Summary
- The Central Bank of Kenya (CBK) will hold its Monetary Policy Meeting (MPC) tomorrow amid concerns about the rising cost of food that has driven inflation to a 16- month high.
- The prices of key food items have climbed significantly over the past couple of months, adding pressure on cash-starved households that are still reeling from the economic hit of the Covid 19 pandemic.
- Kenya’s inflation rose to a 16-month high in June largely on the back of increased cost of basic foodstuffs and fuel, data by the Kenya National Bureau of Statistics (KNBS) report shows.
The Central Bank of Kenya (CBK) will hold its Monetary Policy Meeting (MPC) tomorrow amid concerns about the rising cost of food that has driven inflation to a 16- month high.
The prices of key food items have climbed significantly over the past couple of months, adding pressure on cash-starved households that are still reeling from the economic hit of the Covid 19 pandemic.
Kenya’s inflation rose to a 16-month high in June largely on the back of increased cost of basic foodstuffs and fuel, data by the Kenya National Bureau of Statistics (KNBS) report shows.
Inflation — a measure of changes in the cost of living year-on-year — climbed to 6.32 percent from 5.87 percent in May, signaling a painful cost pinch on the budgets for households and businesses amid Covid-19 knocks on earnings.
The rise in the indicator for cost of living was the highest since 7.17 percent in February 2020.
This has piled pressure on businesses, which are battling depressed sales, while a considerable chunk of private-sector workers has been slapped with pay cuts as their counterparts in the public sector workers face a pay raise freeze for two years.
At its last bi-monthly meeting on May 26, the inflation-targeting MPC shrugged off heightened global uncertainties to retain its benchmark lending rate at seven percent for the eighth time in a row.
The MPC which observed that the economy was continuing to operate below its potential, shrugged off economic slowdown fears and held its benchmark lending rate at 7.0 percent after the meeting, saying that the measures it had put in place since March had helped mitigate Covid-19’s effect on the economy.
Some analysts say though that while inflationary pressure is likely to be at the forefront of the MPCs thinking, the base rate is unlikely to change, given the need to also stimulate economic growth - a conundrum that complicates the conduct of monetary policy.
"We expect the regulator to show more tolerance to inflation and may join the band-wagon of policymakers making a case for sustained easing, given the transitory nature of the recent pressures. Ultimately, the regulator could leave policy unchanged although there remains scope for further easing," said NCBA Research in a pre-MPC note.

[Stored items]
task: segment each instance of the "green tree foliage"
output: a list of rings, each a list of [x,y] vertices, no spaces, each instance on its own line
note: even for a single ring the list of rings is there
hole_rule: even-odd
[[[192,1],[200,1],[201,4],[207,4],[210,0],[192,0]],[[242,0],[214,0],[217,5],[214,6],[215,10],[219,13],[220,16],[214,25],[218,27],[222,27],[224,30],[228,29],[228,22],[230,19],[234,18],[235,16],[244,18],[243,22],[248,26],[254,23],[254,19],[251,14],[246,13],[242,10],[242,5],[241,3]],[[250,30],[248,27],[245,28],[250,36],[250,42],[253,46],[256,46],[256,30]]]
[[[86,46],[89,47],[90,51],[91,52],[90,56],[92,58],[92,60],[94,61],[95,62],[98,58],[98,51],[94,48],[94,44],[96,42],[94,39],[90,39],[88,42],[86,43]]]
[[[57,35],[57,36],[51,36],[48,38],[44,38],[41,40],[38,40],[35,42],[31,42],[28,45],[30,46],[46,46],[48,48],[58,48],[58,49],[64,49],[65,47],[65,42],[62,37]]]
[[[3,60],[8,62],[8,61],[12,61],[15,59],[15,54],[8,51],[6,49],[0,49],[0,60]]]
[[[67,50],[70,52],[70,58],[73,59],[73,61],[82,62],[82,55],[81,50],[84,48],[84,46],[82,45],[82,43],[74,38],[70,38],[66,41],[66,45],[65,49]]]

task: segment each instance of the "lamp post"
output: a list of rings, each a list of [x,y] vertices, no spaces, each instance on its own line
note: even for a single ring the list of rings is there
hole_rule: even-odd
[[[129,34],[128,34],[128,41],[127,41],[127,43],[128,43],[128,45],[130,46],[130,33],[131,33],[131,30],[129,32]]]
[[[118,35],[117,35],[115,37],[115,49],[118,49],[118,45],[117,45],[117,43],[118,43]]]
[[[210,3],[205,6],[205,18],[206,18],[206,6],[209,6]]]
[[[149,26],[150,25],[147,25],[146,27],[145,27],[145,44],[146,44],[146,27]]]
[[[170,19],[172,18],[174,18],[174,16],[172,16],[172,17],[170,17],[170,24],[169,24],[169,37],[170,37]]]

◆ REQUIRED ACTION A:
Summarize the article on Kenya's rising inflation in two sentences.
◆ REQUIRED ACTION B:
Retype the passage of the article on Kenya's rising inflation starting at "Inflation — a" and ending at "time in a row.".

◆ ANSWER BOX A:
The Central Bank of Kenya will hold its Monetary Policy Meeting amid concerns about rising food costs, which together with fuel drove inflation to a 16-month high of 6.32 percent in June, up from 5.87 percent in May. At its May 26 meeting the MPC held its benchmark lending rate at 7.0 percent, and some analysts say the rate is unlikely to change given the need to also stimulate economic growth.

◆ ANSWER BOX B:
Inflation — a measure of changes in the cost of living year-on-year — climbed to 6.32 percent from 5.87 percent in May, signaling a painful cost pinch on the budgets for households and businesses amid Covid-19 knocks on earnings.
The rise in the indicator for cost of living was the highest since 7.17 percent in February 2020.
This has piled pressure on businesses, which are battling depressed sales, while a considerable chunk of private-sector workers has been slapped with pay cuts as their counterparts in the public sector workers face a pay raise freeze for two years.
At its last bi-monthly meeting on May 26, the inflation-targeting MPC shrugged off heightened global uncertainties to retain its benchmark lending rate at seven percent for the eighth time in a row.